##### SOURCE MATERIAL

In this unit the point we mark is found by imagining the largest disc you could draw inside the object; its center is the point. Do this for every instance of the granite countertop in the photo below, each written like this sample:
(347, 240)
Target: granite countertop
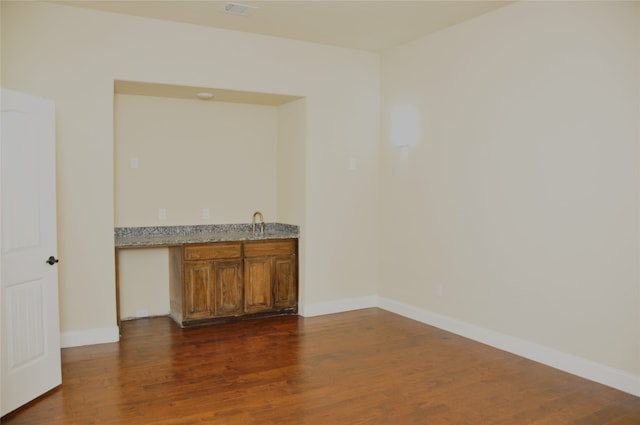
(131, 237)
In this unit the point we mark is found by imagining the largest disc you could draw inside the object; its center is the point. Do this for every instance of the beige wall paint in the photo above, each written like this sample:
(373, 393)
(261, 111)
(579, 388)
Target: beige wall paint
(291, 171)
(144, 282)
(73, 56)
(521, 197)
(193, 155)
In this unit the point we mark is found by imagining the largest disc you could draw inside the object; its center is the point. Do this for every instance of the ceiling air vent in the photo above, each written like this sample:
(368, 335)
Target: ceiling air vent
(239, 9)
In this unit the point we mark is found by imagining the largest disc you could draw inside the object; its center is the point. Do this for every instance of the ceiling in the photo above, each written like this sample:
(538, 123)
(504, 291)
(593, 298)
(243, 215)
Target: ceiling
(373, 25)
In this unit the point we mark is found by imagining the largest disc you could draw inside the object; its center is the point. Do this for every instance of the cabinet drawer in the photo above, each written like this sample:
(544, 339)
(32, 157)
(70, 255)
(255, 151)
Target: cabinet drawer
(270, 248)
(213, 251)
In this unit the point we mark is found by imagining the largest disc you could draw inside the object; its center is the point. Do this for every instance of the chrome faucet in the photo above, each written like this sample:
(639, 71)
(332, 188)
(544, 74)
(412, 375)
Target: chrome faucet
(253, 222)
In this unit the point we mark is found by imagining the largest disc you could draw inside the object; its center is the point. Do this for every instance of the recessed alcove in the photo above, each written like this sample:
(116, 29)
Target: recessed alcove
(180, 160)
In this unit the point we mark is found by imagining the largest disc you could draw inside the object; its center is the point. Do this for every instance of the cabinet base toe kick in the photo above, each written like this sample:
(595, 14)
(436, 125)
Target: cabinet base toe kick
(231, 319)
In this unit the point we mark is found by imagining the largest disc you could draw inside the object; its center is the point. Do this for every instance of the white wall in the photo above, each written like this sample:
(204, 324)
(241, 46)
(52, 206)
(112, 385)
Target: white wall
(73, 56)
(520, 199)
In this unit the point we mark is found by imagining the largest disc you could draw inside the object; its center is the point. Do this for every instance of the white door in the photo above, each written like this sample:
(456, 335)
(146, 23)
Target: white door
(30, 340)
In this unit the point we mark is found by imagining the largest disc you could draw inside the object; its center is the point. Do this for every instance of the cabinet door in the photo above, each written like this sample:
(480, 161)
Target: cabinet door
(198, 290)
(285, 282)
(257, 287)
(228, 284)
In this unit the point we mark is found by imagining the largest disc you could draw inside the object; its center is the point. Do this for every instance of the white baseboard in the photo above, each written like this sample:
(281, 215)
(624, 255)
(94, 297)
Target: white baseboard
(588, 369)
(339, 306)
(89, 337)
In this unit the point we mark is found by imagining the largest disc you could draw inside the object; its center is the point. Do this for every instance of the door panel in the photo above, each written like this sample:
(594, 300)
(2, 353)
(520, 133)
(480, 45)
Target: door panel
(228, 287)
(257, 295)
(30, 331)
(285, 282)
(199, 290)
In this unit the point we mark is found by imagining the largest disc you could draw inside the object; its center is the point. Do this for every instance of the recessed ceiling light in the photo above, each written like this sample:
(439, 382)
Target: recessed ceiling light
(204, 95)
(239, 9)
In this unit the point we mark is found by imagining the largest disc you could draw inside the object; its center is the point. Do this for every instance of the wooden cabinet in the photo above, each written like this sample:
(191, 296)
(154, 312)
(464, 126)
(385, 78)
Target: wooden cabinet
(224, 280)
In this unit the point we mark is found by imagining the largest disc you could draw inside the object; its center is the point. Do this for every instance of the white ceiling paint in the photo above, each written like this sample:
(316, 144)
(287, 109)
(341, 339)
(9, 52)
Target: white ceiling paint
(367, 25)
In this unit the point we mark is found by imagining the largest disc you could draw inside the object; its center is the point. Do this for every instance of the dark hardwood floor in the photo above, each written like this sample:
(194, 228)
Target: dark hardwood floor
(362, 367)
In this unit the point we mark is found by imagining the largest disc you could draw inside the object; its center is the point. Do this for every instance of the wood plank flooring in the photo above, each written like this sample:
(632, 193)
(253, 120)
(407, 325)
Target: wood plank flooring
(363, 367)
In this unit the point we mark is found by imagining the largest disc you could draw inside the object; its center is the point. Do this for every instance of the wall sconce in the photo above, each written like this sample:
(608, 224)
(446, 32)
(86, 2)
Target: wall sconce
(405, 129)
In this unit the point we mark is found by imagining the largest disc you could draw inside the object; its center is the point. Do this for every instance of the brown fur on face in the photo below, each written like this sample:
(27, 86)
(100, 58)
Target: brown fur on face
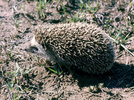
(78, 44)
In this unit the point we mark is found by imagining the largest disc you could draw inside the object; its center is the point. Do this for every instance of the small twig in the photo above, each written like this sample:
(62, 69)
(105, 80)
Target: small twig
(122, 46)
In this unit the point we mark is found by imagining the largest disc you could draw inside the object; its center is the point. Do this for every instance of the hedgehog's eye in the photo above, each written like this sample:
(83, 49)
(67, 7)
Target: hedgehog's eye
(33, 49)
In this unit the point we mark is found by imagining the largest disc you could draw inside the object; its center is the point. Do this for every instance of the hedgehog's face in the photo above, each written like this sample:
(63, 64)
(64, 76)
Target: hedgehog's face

##########

TASK TO CARRY OUT :: Swap each "largest disc" in the lines for "biggest circle", leave everything else as it is, and give the lines again without the pictures.

EXPECTED ANSWER ::
In this unit the point we mark is found by imagining the biggest circle you could draw inside the object; its center is the point. Do this for every instance of the granite countertop in the photo below, each written like this sample:
(347, 240)
Target: granite countertop
(131, 237)
In this unit the point we mark is found by imagining the biggest circle you could draw inside the object; its center is the point. Do this for every instance of the beige wall paint in the photo above, each written like this sample:
(373, 393)
(261, 111)
(579, 388)
Target: beige wall paint
(291, 171)
(144, 282)
(73, 56)
(521, 197)
(193, 155)
In this unit the point we mark is found by imagining the biggest circle you could draw inside the object; its center is the point. Do this for every instance of the ceiling air vent in the photo above, each written like this sample:
(368, 335)
Target: ceiling air vent
(239, 9)
In this unit the point we mark is found by imagining the biggest circle you could draw inside the object; its center is the point. Do this for every instance of the ceiling in the photo above, each written like this sample:
(538, 123)
(504, 291)
(593, 298)
(243, 215)
Target: ceiling
(373, 25)
In this unit the point we mark is found by imagining the biggest circle you could draw inside the object; its center is the point. Do this for every instance of the cabinet drawer in the photo above, each written like this sample:
(544, 339)
(32, 157)
(70, 255)
(255, 151)
Target: cabinet drawer
(270, 248)
(213, 251)
In this unit the point we mark is found by imagining the biggest circle you could draw inside the object; its center is the point. Do this for every instance of the chrome faucet in the photo above, each written like this sample:
(639, 71)
(332, 188)
(544, 74)
(412, 375)
Target: chrome faucet
(253, 222)
In this unit the point we mark is found by imagining the biggest circle you could draw inside the object; its center is the point. Do this for every instance of the recessed alcove in the photo above, each written like this sample:
(116, 29)
Target: recessed alcove
(180, 160)
In this unit the point we mark is found by imagining the biggest circle you could draw inside the object; its center is the point. Do this for every instance of the cabinet base toe kick in the photo above, each written like this sample:
(595, 14)
(436, 125)
Target: cabinet base toe kick
(231, 319)
In this unit the point we mark is found by imagining the biggest circle you could draw inside the object; its center is the point. Do this for every instance of the white wall in the photo above, each written like this sample:
(204, 324)
(241, 46)
(52, 206)
(112, 385)
Target: white wall
(73, 56)
(520, 199)
In this unit the point we mark is found by imagining the biggest circle you could draw inside the object; its center is the point. Do this for every instance of the white door in the photo above, each written like this sample:
(456, 335)
(146, 23)
Target: white door
(30, 340)
In this unit the point we mark is found by imagining the biggest circle you could draw inside the object; its center is the point. Do this for every instance of the cabinet door in the photo above, each written like this sample:
(480, 161)
Target: cabinet door
(198, 290)
(285, 282)
(257, 287)
(228, 284)
In this unit the point we mark is found by imagining the biggest circle you could draw inside the object; its center is the point. Do this for every instance of the white baseboard in the photo above, each written like this sample:
(281, 215)
(624, 255)
(94, 297)
Target: white baseboard
(588, 369)
(339, 306)
(89, 337)
In this unit the point we mark is found by imagining the biggest circle you could draw inside the object; its center is the point. Do this for every instance of the door panel in the photo above, each written like this sample:
(594, 300)
(2, 353)
(520, 133)
(480, 45)
Target: door panel
(228, 287)
(257, 295)
(30, 331)
(285, 282)
(199, 290)
In this unit the point we mark is found by imagining the biggest circle you could draw inside the object; its center is the point. Do this for every instance of the recessed ceiling light in the photo above, each written like this sample:
(439, 382)
Target: recessed ceiling light
(204, 95)
(239, 9)
In this unit the point we mark is found by imagining the biggest circle you could draw inside the object; its center is the point. Do this for every instance of the wooden cabinet in the photo above, each written like this sample:
(191, 296)
(154, 312)
(464, 126)
(385, 78)
Target: wooden cabinet
(224, 280)
In this unit the point we mark is found by imagining the biggest circle you could draw inside the object; its center is the point. Do this for every instance of the white ceiling paint in the photo above, each written like this sample:
(316, 144)
(287, 109)
(341, 339)
(9, 52)
Target: white ceiling paint
(367, 25)
In this unit the point we mark is found by imagining the biggest circle you could draw inside the object; its center is the point. Do this for every instance of the dark hardwood floor in the photo above, each written like this sample:
(194, 228)
Target: dark hardwood floor
(362, 367)
In this unit the point we mark is found by imagining the biggest circle you could draw inside the object; its center is the point. Do this for every instance of the wood plank flooring in the photo above, each written like this sample:
(632, 193)
(253, 120)
(407, 325)
Target: wood plank flooring
(363, 367)
In this unit the point we mark is found by imagining the biggest circle you could draw inside the object; its center is the point. Do this for every instance of the wall sconce in the photo above, each written like this sample:
(608, 224)
(446, 32)
(86, 2)
Target: wall sconce
(405, 129)
In this unit the point we mark is found by imagining the biggest circle you could draw inside the object; its center is the point. Do this for every instance of the brown fur on face in the photo below, each written like this sample:
(27, 86)
(100, 58)
Target: brown fur on face
(78, 44)
In this unit the point we mark is found by imagining the biggest circle you could draw inside the object; its center is the point. Do this for every instance of the small twig in the photo above, each written like this sample:
(62, 69)
(105, 80)
Target: small twig
(122, 46)
In this unit the point we mark is found by imagining the biggest circle you could draw inside the object; its center is the point. Do this for every instance of the hedgehog's eye in the photo above, each written like this sample:
(83, 49)
(67, 7)
Target: hedgehog's eye
(33, 49)
In this unit the point we mark is found by imagining the biggest circle you could draw inside the object; its center is the point. Do this for every instance of the hedgehog's face in the photo above, each written like this sample:
(63, 64)
(64, 76)
Target: hedgehog's face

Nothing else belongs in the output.